* **Work to do**:
Rescale the items below, starting at the beginning and ending with the line that contains "[[791, 423, 861, 450]]". Repeat every line, requests included, but multiply each bounding-box coordinate in the answers by 0.8 and round to whole numbers, halves up, leaving the pictures out.

Detection annotation items
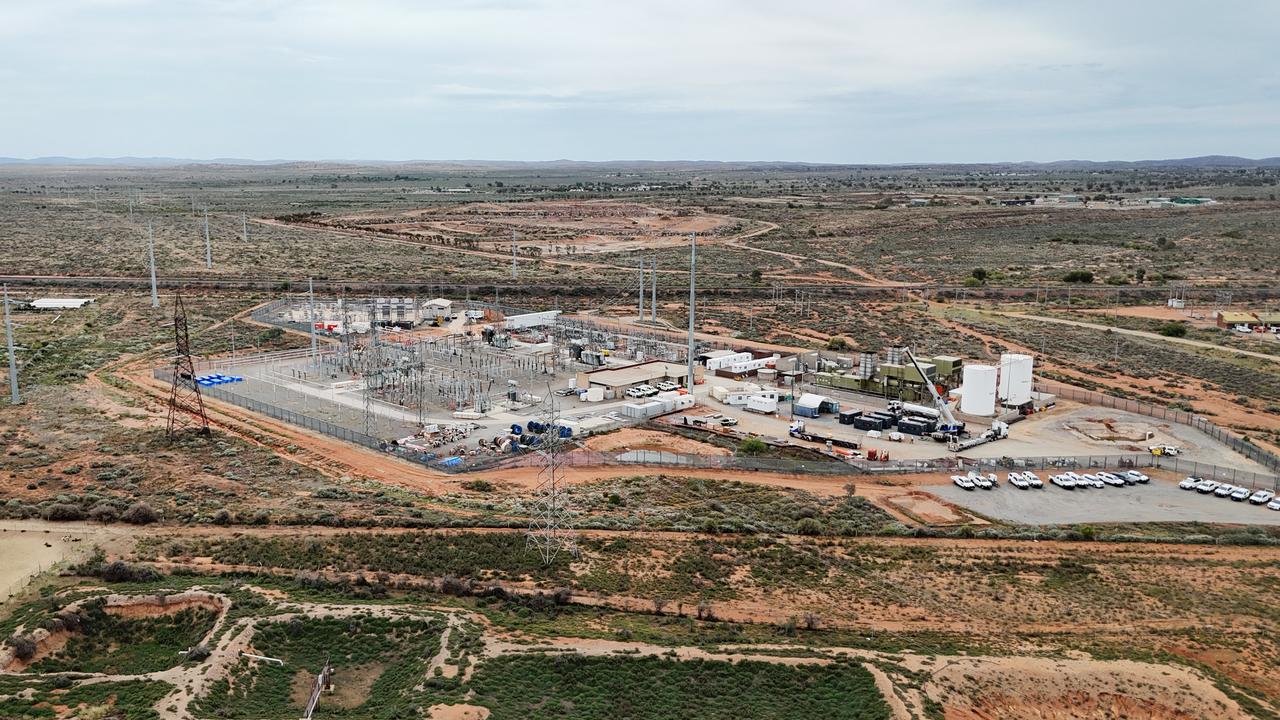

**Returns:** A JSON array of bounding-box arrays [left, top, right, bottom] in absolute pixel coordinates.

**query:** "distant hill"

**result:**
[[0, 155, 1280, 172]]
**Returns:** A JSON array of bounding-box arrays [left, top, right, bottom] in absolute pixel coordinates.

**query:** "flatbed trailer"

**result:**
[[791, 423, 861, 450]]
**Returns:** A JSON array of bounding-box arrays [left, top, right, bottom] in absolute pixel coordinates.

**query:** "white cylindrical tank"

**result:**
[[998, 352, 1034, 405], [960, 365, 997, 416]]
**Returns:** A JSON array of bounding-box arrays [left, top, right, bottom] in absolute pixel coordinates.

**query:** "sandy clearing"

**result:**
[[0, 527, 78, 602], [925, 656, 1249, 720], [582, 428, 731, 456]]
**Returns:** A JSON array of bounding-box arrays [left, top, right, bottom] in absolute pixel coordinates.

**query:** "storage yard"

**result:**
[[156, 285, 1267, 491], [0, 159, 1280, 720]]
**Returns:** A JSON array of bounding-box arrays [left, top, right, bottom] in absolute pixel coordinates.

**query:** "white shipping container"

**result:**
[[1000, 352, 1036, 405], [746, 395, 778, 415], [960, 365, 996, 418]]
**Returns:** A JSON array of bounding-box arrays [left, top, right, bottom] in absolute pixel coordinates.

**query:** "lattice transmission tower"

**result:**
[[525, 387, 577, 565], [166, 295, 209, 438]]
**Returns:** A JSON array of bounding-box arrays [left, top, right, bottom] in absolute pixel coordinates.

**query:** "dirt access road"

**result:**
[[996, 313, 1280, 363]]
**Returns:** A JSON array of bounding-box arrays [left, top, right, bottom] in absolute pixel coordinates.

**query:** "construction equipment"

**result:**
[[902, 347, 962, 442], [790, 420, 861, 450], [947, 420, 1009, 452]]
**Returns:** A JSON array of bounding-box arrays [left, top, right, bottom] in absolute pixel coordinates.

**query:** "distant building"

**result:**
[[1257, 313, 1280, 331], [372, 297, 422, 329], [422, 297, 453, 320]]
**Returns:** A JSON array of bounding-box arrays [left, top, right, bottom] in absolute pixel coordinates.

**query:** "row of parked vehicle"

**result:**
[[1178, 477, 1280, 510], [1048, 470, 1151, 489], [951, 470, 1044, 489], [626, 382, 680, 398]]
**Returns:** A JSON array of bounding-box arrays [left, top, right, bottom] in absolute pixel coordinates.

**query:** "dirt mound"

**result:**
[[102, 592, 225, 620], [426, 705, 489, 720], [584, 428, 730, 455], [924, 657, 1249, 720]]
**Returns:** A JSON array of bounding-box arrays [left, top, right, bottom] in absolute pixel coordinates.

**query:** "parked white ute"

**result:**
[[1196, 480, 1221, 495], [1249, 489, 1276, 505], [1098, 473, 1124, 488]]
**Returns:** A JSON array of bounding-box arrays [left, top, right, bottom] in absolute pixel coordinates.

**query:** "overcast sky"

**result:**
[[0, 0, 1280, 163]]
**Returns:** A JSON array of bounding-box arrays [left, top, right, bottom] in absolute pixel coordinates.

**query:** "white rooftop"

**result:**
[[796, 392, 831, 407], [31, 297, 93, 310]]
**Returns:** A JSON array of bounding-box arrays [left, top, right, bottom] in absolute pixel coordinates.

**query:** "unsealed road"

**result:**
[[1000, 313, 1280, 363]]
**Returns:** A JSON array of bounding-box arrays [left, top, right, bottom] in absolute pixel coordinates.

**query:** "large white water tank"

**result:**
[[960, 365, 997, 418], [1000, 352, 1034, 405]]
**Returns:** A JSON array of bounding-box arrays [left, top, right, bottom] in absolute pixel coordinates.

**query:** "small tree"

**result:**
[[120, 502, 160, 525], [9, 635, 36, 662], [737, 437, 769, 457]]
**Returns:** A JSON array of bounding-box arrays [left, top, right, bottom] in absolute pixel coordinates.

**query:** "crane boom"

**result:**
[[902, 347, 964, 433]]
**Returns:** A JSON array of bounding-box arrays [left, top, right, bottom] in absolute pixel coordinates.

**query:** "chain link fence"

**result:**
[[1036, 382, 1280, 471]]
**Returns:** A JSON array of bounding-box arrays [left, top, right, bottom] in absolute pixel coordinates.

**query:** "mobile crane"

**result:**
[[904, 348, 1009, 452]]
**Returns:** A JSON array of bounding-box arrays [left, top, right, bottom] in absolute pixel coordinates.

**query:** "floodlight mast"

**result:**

* **Response to this exercise**:
**Returns:** A JSON array of bounding-box arrays [left, top, right, bottom] in absolute pixel coordinates.

**query:** "distant hill"

**result:**
[[0, 124, 1024, 138]]
**Returns:** A JSON array of bounding-box arrays [left, top, right, bottom] in absolute pixel coordinates.

**query:** "flatbed trailer"

**result:**
[[633, 338, 689, 360]]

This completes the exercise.